_Task directions_
Print each of the entries exactly, leaving nothing out.

_Information given_
** start **
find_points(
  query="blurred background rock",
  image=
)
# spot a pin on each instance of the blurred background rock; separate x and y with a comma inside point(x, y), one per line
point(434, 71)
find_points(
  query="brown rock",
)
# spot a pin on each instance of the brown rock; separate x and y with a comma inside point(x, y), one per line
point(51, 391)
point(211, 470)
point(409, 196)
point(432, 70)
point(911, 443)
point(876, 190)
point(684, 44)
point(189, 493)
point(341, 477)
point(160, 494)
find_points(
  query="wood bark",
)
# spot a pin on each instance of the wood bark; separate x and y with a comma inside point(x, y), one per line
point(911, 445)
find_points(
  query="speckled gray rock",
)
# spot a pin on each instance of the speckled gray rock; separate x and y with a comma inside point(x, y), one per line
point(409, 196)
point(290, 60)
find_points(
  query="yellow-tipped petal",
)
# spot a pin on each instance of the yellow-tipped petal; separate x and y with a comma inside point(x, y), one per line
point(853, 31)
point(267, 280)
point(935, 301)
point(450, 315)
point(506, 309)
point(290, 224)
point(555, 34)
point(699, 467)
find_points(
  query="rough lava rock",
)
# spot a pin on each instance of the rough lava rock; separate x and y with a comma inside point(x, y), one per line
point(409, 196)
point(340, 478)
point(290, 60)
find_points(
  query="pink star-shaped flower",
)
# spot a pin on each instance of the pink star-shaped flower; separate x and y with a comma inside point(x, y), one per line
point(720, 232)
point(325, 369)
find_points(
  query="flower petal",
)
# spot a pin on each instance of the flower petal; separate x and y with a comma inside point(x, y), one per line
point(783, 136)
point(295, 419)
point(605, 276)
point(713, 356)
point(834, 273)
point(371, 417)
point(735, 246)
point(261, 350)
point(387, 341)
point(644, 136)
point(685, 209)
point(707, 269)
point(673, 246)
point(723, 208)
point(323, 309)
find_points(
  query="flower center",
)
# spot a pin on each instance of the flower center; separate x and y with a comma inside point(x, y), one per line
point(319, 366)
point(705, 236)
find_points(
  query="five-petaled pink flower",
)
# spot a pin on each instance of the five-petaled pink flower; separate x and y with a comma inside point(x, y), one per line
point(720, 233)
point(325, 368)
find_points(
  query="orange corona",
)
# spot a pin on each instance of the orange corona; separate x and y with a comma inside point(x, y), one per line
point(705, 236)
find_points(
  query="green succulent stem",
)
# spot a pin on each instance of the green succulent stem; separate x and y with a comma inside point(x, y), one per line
** end **
_Answer for the task_
find_points(
  query="blurred background rock",
  image=
)
# spot a pin on each instance of the blurred background rock; separate x and y with a comma inside point(x, y), one per line
point(434, 71)
find_points(
  query="brown rock",
)
# spot a pin on each instance of the brown rock; separate x and y with a comma inside point(x, y), one per line
point(51, 391)
point(211, 470)
point(409, 196)
point(432, 70)
point(911, 443)
point(876, 190)
point(684, 44)
point(189, 493)
point(341, 477)
point(160, 494)
find_points(
  query="wood bark",
)
# spot a pin on each instance of the wood bark; separate x and y with a comma inside point(x, y), one per line
point(911, 445)
find_points(
  query="speckled gray rock",
)
# spot a pin on each instance of the speckled gray rock; separate x and y with a comma inside point(x, y), one per line
point(409, 196)
point(290, 60)
find_points(
  query="yellow-tipped petal",
)
# spot a pin on each instance of the yellow-tipped petal; separate x and y with a comma inside point(x, y), one per line
point(853, 31)
point(267, 280)
point(935, 301)
point(450, 315)
point(506, 309)
point(290, 224)
point(555, 34)
point(699, 467)
find_points(
  query="rough lava rock",
)
# spot a pin on each instance of the rough lava rock; separate x and y with a comma inside point(x, y), one per line
point(409, 196)
point(340, 478)
point(290, 60)
find_points(
  query="pink star-shaped flower",
)
# spot a pin on each instance of the pink star-shaped flower; separate x and y with a comma inside point(x, y), one per line
point(720, 232)
point(325, 369)
find_points(
  query="flower petal",
)
# spot a pin on each instance of the flower petal; separate x and y with a comma inside point(x, y), one per line
point(783, 136)
point(295, 419)
point(605, 276)
point(713, 356)
point(834, 273)
point(371, 417)
point(735, 246)
point(261, 350)
point(387, 341)
point(644, 136)
point(685, 209)
point(707, 269)
point(673, 246)
point(723, 208)
point(323, 309)
find_points(
  query="flower center",
)
# spot a pin on each instance of the flower center; separate x and y with a comma inside point(x, y), one per line
point(319, 366)
point(705, 236)
find_points(
  query="five-petaled pink flower",
)
# spot a pin on each instance of the five-petaled pink flower; separate x and y with a comma inside point(x, y), one per line
point(720, 233)
point(325, 368)
find_points(
  query="orange corona",
)
# spot a pin on each instance of the orange corona; separate x and y with a comma inside point(x, y), one per line
point(705, 236)
find_points(
  query="green succulent stem",
)
# spot a pin on each instance of the green succulent stem; separate x and y with a comma inside point(x, y), one per line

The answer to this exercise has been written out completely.